[WRITTEN REQUEST A] How many lines in the entries below contain the word "spire"? Give only the number.

[EXCERPT PROVIDED]

# Question for donut bakers!



## Dthedude (Jun 12, 2018)

good morning everyone just thought I’d reach out to members on this forum because I’m kind of in a bind. Long story short is when I left the Marine Corps my parents asked me to be the yeast donut maker for their donut shop since I had a little experience working in a small shop prior to the military. Anyways I underestimated just how hard mixing and rolling yeast donuts is. After frying the donuts sometimes come out too hard and have absorbed a lot of oil and other times they are great! I don’t have my mix consistency down and I have no clue how to correct it. I’m using a high tolerant donut mix by Dawn called Raised A. I believe my biggest problem is not knowing how the texture and feel of the dough should be once it’s done mixing. If anyone could help me I would truly appreciate it.


----------



## Pat Pat (Sep 26, 2017)

I've never used premixes for doughnut, so I cannot tell you what that's supposed to feel like exactly.

But for normal doughnut, the dough should feel quite soft; softer than sandwich bread dough, but not as soft as pizza dough...if you know what those dough feels like.


----------



## brianshaw (Dec 18, 2010)

I would investigate your consistency on temp control, of both the dough and your cooking oil.


----------



## Dthedude (Jun 12, 2018)

brianshaw said:


> I would investigate your consistency on temp control, of both the dough and your cooking oil.


Thank you both for the response! So here are the usual temp readings

Dough after finished mixing 
80-85 F
Proof box temp
108-113 F

Oil temp
360-370 F


----------



## JamieJ (Jun 13, 2018)

Hi, what quantities of dough are we talking about here? If it's less than say 5kg look up stretch n fold technique. If it's more think about getting a 20qt mixer.
Also make sure you're weighing everything in g not using cups or anything variable like that. I use a bit of fat in my do it's (butter or shortening) like a brioche dough.


----------



## sgmchef (Sep 30, 2006)

Hi D,

A possible reason for the oily ones is not allowing for adequate recovery time on the fryer temp. between batches.
Experience is about the only way I know of to get "the feel" of correct dough consistency...

I don't get the impression that the shop just open in the last few weeks, or is this indeed a new operation?

[WRITTEN REQUEST B] What does the donut thread above say starting at "Hi, what quantities" and ending at "correct dough consistency..."? Copy that span word for word.

[MATERIAL PROVIDED]

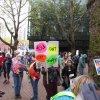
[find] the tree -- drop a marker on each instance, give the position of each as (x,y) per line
(62,17)
(94,13)
(13,10)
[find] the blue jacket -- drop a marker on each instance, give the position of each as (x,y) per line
(69,95)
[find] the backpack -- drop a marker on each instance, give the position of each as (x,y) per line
(89,92)
(68,94)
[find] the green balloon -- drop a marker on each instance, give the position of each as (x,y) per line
(51,60)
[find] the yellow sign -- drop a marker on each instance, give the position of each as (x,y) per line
(52,49)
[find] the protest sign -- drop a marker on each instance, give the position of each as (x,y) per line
(97,65)
(40,49)
(52,54)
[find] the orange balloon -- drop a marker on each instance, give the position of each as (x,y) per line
(41,57)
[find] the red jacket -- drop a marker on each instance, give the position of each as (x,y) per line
(33,73)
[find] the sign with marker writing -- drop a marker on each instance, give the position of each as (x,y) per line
(51,60)
(52,54)
(52,49)
(41,47)
(41,57)
(97,65)
(40,51)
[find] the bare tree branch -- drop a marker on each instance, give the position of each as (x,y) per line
(14,21)
(24,4)
(23,20)
(6,42)
(5,9)
(7,26)
(19,12)
(15,5)
(7,14)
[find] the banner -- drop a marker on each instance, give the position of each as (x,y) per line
(40,49)
(47,53)
(97,65)
(52,54)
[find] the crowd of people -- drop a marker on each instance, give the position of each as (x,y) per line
(69,74)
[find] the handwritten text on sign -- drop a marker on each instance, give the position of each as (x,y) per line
(41,57)
(52,49)
(51,60)
(41,48)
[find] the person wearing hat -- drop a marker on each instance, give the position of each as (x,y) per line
(68,73)
(18,67)
(34,72)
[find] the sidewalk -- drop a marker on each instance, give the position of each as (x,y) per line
(26,91)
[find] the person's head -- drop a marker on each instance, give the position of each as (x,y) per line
(65,55)
(16,52)
(69,62)
(8,55)
(79,81)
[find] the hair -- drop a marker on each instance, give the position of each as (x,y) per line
(79,81)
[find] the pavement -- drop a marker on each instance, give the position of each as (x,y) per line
(26,90)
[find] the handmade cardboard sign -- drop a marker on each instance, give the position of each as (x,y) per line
(97,65)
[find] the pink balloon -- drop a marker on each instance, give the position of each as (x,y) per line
(41,48)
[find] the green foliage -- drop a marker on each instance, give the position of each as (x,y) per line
(52,16)
(95,29)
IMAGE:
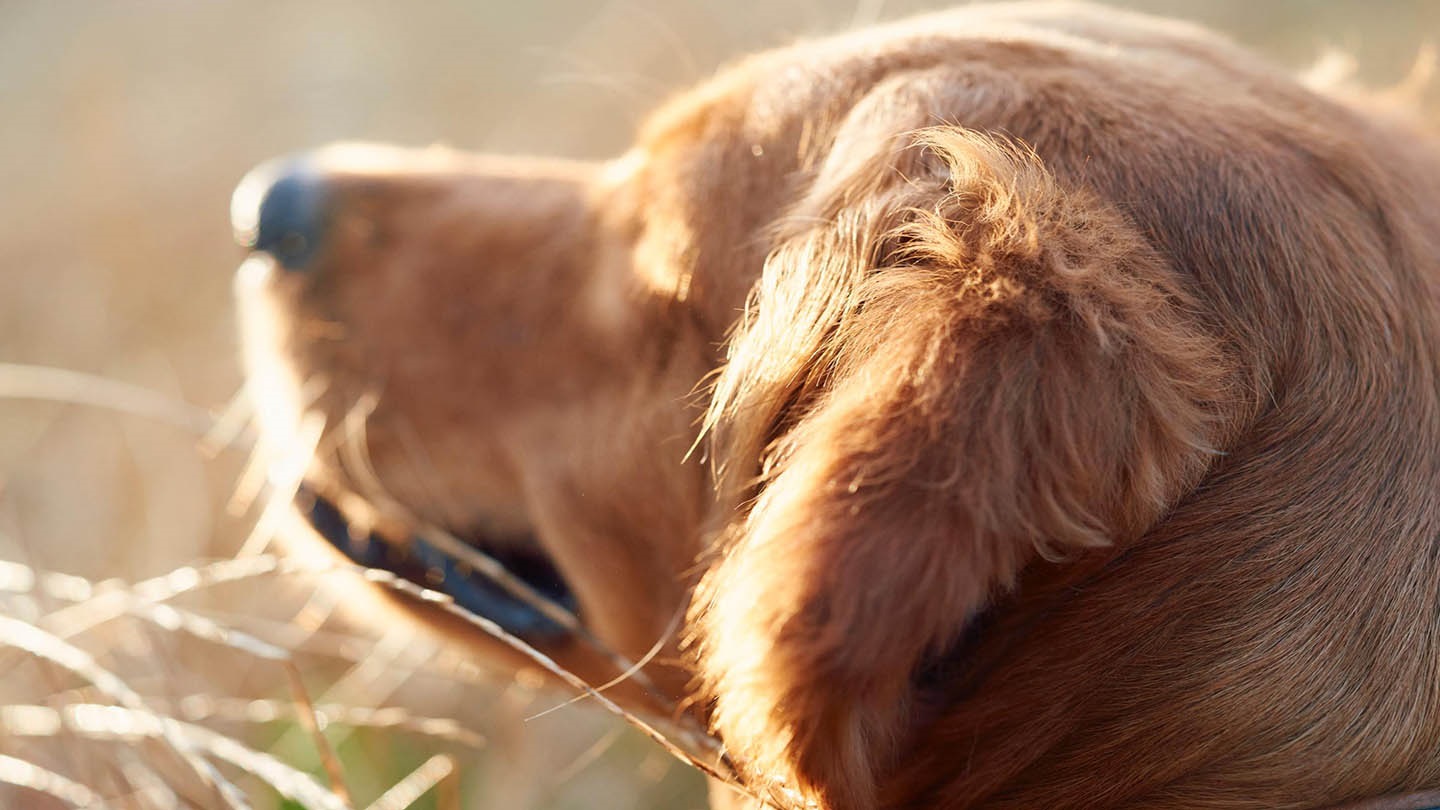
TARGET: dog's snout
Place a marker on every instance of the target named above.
(282, 209)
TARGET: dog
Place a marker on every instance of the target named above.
(1024, 405)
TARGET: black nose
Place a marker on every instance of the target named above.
(281, 209)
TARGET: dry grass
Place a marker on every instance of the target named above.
(130, 673)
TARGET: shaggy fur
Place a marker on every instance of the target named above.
(1070, 420)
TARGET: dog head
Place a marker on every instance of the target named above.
(966, 379)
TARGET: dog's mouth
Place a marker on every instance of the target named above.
(533, 606)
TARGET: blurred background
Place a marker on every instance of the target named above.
(126, 124)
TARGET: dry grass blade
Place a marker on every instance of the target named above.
(378, 499)
(98, 721)
(77, 388)
(412, 787)
(699, 747)
(265, 711)
(46, 646)
(307, 718)
(30, 776)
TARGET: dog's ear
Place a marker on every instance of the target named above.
(949, 366)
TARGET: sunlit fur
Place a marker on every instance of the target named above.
(1060, 391)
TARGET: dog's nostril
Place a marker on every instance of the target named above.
(281, 209)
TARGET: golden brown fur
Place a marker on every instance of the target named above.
(1069, 430)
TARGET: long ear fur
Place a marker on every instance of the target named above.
(955, 365)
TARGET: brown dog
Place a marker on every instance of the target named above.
(1062, 386)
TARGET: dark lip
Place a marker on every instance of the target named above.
(424, 564)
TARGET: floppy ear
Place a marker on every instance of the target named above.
(955, 368)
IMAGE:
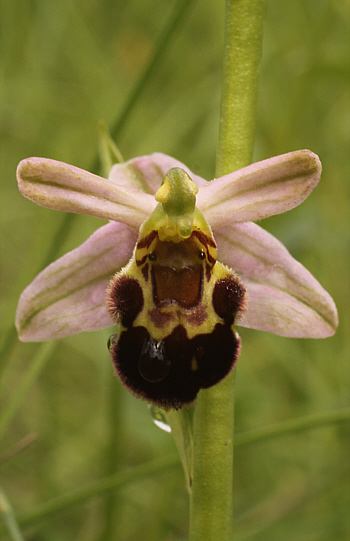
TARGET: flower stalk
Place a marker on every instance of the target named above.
(211, 512)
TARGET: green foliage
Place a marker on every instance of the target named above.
(65, 67)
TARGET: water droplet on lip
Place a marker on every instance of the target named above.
(112, 340)
(159, 419)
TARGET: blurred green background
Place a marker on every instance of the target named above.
(65, 66)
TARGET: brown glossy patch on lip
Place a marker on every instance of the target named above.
(173, 370)
(144, 271)
(146, 241)
(160, 318)
(203, 238)
(183, 286)
(125, 299)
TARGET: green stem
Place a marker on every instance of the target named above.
(239, 92)
(211, 512)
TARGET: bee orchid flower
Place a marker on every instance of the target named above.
(161, 267)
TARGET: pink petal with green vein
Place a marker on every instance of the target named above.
(284, 297)
(146, 173)
(68, 297)
(260, 190)
(60, 186)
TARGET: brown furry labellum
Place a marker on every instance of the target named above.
(176, 320)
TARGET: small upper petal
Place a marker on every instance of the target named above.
(68, 297)
(260, 190)
(284, 297)
(60, 186)
(146, 173)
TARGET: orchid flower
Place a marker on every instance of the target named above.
(273, 292)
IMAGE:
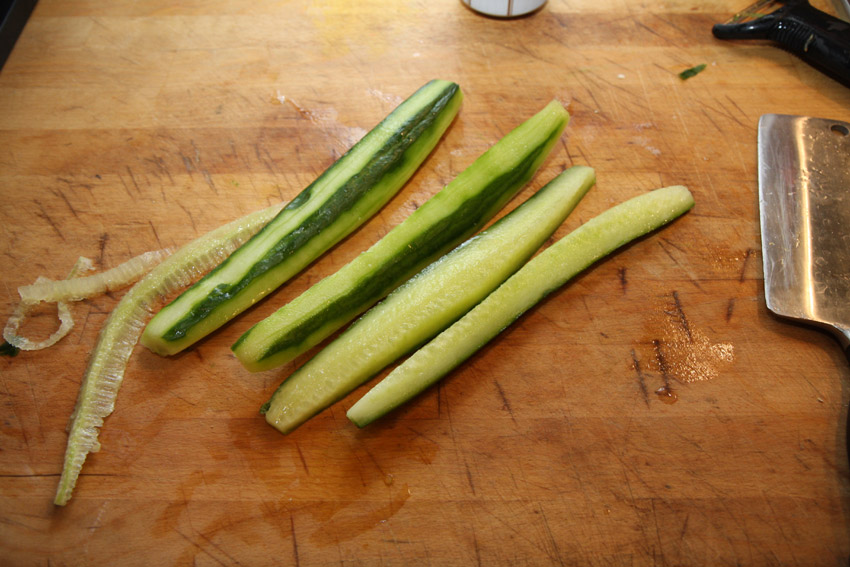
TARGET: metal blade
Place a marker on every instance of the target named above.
(804, 203)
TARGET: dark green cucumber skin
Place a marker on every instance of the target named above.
(342, 200)
(430, 244)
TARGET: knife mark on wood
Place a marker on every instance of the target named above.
(556, 552)
(159, 163)
(200, 548)
(640, 378)
(133, 179)
(47, 218)
(303, 460)
(747, 255)
(665, 392)
(621, 274)
(101, 244)
(505, 403)
(295, 555)
(469, 476)
(680, 314)
(730, 307)
(155, 235)
(189, 214)
(476, 547)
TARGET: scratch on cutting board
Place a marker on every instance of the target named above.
(640, 378)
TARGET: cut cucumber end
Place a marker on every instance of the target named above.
(341, 199)
(450, 216)
(548, 271)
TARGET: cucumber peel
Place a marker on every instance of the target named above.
(427, 303)
(120, 333)
(461, 208)
(545, 273)
(347, 194)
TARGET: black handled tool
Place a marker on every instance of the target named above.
(816, 37)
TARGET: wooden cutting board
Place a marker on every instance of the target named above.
(651, 413)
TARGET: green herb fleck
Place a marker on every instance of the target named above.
(688, 73)
(8, 349)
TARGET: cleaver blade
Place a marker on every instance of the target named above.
(804, 207)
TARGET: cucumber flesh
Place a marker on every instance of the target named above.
(335, 204)
(548, 271)
(441, 223)
(427, 303)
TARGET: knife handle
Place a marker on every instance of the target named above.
(819, 39)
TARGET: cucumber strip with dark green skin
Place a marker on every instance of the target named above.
(427, 303)
(342, 198)
(461, 208)
(545, 273)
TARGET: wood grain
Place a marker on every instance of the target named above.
(651, 413)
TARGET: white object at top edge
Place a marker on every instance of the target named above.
(504, 8)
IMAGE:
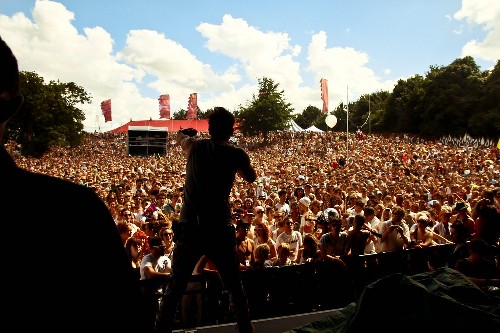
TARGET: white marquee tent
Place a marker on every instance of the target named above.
(313, 128)
(293, 127)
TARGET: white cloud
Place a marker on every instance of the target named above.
(151, 63)
(485, 13)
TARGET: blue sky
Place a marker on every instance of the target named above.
(133, 51)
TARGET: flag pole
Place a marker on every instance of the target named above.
(347, 126)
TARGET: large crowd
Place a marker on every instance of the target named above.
(334, 194)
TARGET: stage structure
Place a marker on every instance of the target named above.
(147, 140)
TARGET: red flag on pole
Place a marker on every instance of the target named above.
(164, 106)
(324, 94)
(192, 111)
(106, 110)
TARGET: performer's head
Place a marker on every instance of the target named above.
(220, 124)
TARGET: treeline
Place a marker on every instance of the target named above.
(454, 100)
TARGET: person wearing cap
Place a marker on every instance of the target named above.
(101, 280)
(422, 237)
(304, 210)
(155, 264)
(290, 236)
(460, 212)
(335, 243)
(211, 168)
(395, 232)
(442, 227)
(282, 204)
(244, 245)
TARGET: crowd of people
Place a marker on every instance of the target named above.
(382, 194)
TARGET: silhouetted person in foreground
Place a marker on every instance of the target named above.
(205, 227)
(66, 271)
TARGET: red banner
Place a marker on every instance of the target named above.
(192, 111)
(324, 94)
(164, 101)
(106, 110)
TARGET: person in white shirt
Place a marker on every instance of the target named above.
(304, 210)
(375, 245)
(292, 237)
(395, 232)
(282, 205)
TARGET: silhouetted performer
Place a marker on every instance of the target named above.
(205, 227)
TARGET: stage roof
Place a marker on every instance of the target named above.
(171, 125)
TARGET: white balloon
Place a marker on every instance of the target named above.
(331, 120)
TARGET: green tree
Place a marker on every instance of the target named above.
(49, 116)
(403, 106)
(376, 106)
(450, 98)
(266, 112)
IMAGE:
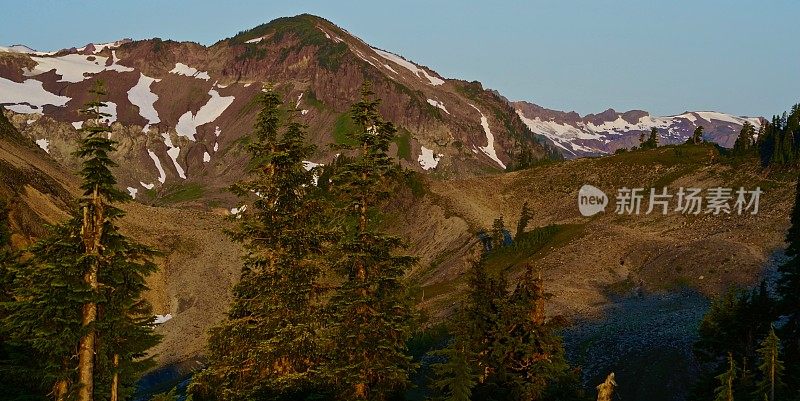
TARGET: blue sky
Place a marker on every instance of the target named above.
(740, 57)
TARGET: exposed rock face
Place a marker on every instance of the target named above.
(597, 134)
(174, 103)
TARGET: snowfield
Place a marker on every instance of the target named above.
(183, 69)
(142, 97)
(30, 92)
(188, 123)
(436, 103)
(428, 160)
(72, 67)
(420, 72)
(488, 150)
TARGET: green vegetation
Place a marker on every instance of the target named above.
(529, 246)
(304, 29)
(75, 306)
(341, 127)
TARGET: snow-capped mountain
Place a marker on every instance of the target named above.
(597, 134)
(180, 109)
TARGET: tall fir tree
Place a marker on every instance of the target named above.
(605, 390)
(269, 347)
(789, 293)
(771, 367)
(371, 310)
(79, 297)
(725, 391)
(744, 142)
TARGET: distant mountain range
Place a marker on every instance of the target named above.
(180, 109)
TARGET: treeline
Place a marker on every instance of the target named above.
(73, 325)
(749, 346)
(322, 311)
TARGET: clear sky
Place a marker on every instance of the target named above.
(736, 56)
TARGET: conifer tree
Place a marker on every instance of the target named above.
(456, 375)
(725, 390)
(82, 289)
(371, 313)
(524, 218)
(771, 366)
(605, 391)
(789, 290)
(744, 142)
(269, 346)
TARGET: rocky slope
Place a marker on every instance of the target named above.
(597, 134)
(181, 109)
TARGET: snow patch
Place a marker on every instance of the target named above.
(72, 67)
(31, 92)
(162, 176)
(183, 69)
(44, 144)
(419, 72)
(24, 49)
(142, 97)
(488, 150)
(256, 40)
(117, 67)
(428, 160)
(109, 108)
(188, 123)
(436, 103)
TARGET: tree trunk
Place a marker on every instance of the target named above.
(60, 390)
(92, 231)
(772, 375)
(115, 380)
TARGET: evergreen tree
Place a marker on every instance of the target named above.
(789, 292)
(371, 312)
(82, 289)
(766, 143)
(455, 376)
(524, 218)
(269, 346)
(18, 366)
(605, 391)
(771, 367)
(725, 390)
(744, 142)
(510, 345)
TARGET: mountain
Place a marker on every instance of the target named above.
(603, 133)
(181, 110)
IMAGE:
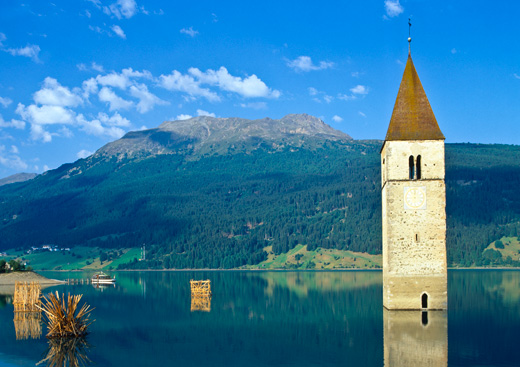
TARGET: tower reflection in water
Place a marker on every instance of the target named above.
(415, 338)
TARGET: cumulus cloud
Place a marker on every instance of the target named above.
(359, 89)
(17, 124)
(116, 103)
(118, 31)
(122, 9)
(187, 84)
(5, 101)
(30, 51)
(39, 133)
(115, 120)
(205, 113)
(97, 128)
(393, 8)
(147, 100)
(250, 86)
(254, 105)
(183, 117)
(83, 153)
(304, 64)
(55, 94)
(46, 115)
(11, 159)
(189, 31)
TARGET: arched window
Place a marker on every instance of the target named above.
(424, 300)
(412, 167)
(424, 318)
(418, 167)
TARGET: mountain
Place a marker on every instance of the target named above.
(214, 193)
(209, 135)
(17, 177)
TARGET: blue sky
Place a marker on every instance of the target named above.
(75, 75)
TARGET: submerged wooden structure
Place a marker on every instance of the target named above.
(27, 297)
(200, 287)
(200, 295)
(64, 318)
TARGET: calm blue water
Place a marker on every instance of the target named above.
(283, 319)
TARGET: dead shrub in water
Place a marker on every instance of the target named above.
(62, 319)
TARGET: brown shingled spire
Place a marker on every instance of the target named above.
(412, 118)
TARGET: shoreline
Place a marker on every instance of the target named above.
(264, 270)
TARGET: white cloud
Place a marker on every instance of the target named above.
(17, 124)
(115, 120)
(393, 8)
(116, 102)
(248, 87)
(205, 113)
(183, 117)
(89, 87)
(97, 67)
(96, 127)
(313, 91)
(187, 84)
(11, 160)
(255, 105)
(359, 89)
(45, 115)
(122, 9)
(147, 100)
(304, 64)
(55, 94)
(30, 51)
(346, 97)
(5, 101)
(189, 31)
(39, 133)
(118, 31)
(122, 80)
(83, 153)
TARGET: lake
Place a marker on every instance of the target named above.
(279, 319)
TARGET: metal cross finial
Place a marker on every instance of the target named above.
(409, 34)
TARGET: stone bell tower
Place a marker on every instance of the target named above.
(414, 202)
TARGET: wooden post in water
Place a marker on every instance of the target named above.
(27, 297)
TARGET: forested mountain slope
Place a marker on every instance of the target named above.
(209, 192)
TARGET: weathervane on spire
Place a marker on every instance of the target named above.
(409, 34)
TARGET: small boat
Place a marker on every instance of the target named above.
(102, 278)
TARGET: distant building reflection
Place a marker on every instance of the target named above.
(415, 338)
(200, 303)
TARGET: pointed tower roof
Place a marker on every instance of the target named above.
(412, 118)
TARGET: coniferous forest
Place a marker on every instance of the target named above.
(221, 210)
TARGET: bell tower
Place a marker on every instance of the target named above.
(413, 202)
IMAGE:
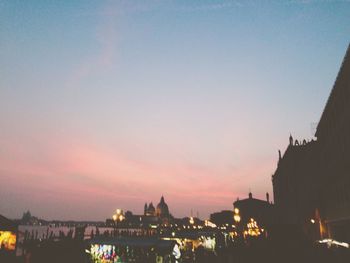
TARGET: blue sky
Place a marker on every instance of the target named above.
(142, 98)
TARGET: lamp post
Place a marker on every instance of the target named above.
(118, 217)
(236, 218)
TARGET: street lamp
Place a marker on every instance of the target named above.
(236, 215)
(118, 217)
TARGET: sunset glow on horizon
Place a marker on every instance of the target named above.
(111, 104)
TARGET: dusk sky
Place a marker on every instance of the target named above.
(111, 104)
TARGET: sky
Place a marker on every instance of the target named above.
(111, 104)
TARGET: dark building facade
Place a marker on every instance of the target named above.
(312, 180)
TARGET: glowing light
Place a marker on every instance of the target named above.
(237, 218)
(191, 220)
(7, 240)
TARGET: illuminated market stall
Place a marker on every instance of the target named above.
(132, 249)
(8, 237)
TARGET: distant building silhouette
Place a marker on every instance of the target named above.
(260, 210)
(312, 180)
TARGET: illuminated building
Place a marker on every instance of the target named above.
(222, 218)
(311, 183)
(262, 211)
(149, 210)
(162, 210)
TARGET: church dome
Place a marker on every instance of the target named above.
(162, 208)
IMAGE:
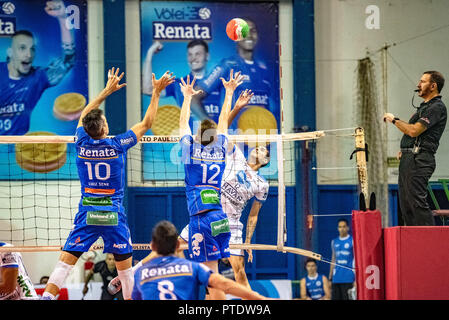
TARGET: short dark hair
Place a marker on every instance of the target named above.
(165, 237)
(93, 123)
(23, 33)
(208, 131)
(309, 260)
(437, 78)
(198, 42)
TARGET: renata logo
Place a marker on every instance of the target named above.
(182, 30)
(97, 153)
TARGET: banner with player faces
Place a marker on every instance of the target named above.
(43, 81)
(189, 38)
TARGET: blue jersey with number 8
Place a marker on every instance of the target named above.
(170, 278)
(204, 167)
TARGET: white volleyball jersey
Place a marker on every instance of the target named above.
(25, 289)
(240, 183)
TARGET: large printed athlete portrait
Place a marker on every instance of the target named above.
(43, 49)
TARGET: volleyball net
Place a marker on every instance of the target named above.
(40, 189)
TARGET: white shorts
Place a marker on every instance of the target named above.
(236, 236)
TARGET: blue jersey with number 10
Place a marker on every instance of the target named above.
(101, 168)
(204, 167)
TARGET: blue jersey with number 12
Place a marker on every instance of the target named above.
(101, 168)
(204, 167)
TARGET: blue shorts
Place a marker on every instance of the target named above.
(88, 228)
(209, 236)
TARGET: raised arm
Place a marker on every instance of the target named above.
(158, 85)
(189, 92)
(241, 102)
(112, 85)
(59, 67)
(230, 87)
(147, 70)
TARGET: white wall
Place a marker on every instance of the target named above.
(341, 38)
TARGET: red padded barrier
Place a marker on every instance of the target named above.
(368, 253)
(416, 263)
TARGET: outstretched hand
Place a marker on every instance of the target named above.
(161, 83)
(187, 87)
(233, 82)
(243, 99)
(114, 79)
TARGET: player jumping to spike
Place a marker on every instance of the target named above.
(101, 163)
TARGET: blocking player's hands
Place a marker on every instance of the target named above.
(244, 99)
(388, 117)
(187, 88)
(250, 255)
(233, 82)
(55, 9)
(113, 83)
(160, 84)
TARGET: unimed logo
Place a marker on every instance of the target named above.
(373, 279)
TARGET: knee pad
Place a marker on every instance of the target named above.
(127, 279)
(60, 274)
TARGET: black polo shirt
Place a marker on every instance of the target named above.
(433, 115)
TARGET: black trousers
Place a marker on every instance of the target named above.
(340, 290)
(415, 171)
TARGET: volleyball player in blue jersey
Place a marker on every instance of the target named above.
(203, 157)
(314, 286)
(101, 163)
(22, 84)
(168, 277)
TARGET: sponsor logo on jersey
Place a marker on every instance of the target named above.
(9, 258)
(170, 270)
(181, 30)
(230, 191)
(220, 226)
(126, 141)
(204, 155)
(97, 153)
(197, 238)
(209, 196)
(259, 100)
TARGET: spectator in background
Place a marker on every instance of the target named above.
(314, 286)
(342, 279)
(107, 271)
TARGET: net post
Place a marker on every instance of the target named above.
(282, 236)
(362, 171)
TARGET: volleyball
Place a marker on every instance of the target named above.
(237, 29)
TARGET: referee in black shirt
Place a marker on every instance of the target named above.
(421, 138)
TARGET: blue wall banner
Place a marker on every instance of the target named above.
(43, 77)
(189, 38)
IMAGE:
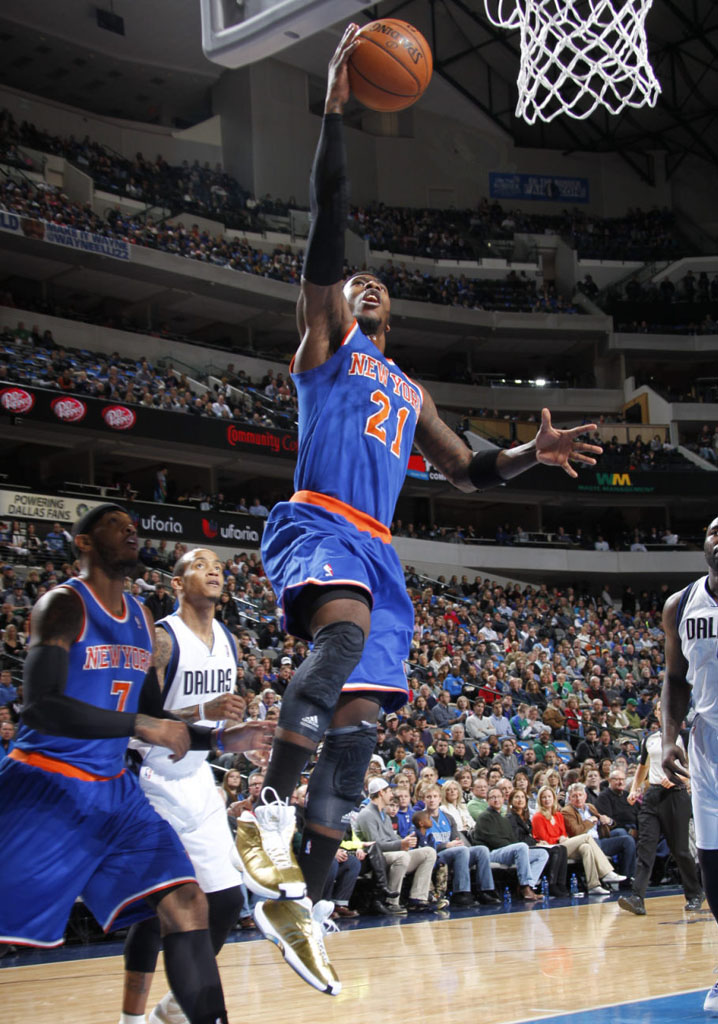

[CORRECT RESULT A] 2

[CORRECT RESULT B]
Hi, what quantities of dough are we talking about here? If it's less than say 5kg look up stretch n fold technique. If it's more think about getting a 20qt mixer.
Also make sure you're weighing everything in g not using cups or anything variable like that. I use a bit of fat in my do it's (butter or shortening) like a brioche dough.


----------



## sgmchef (Sep 30, 2006)

Hi D,

A possible reason for the oily ones is not allowing for adequate recovery time on the fryer temp. between batches.
Experience is about the only way I know of to get "the feel" of correct dough consistency...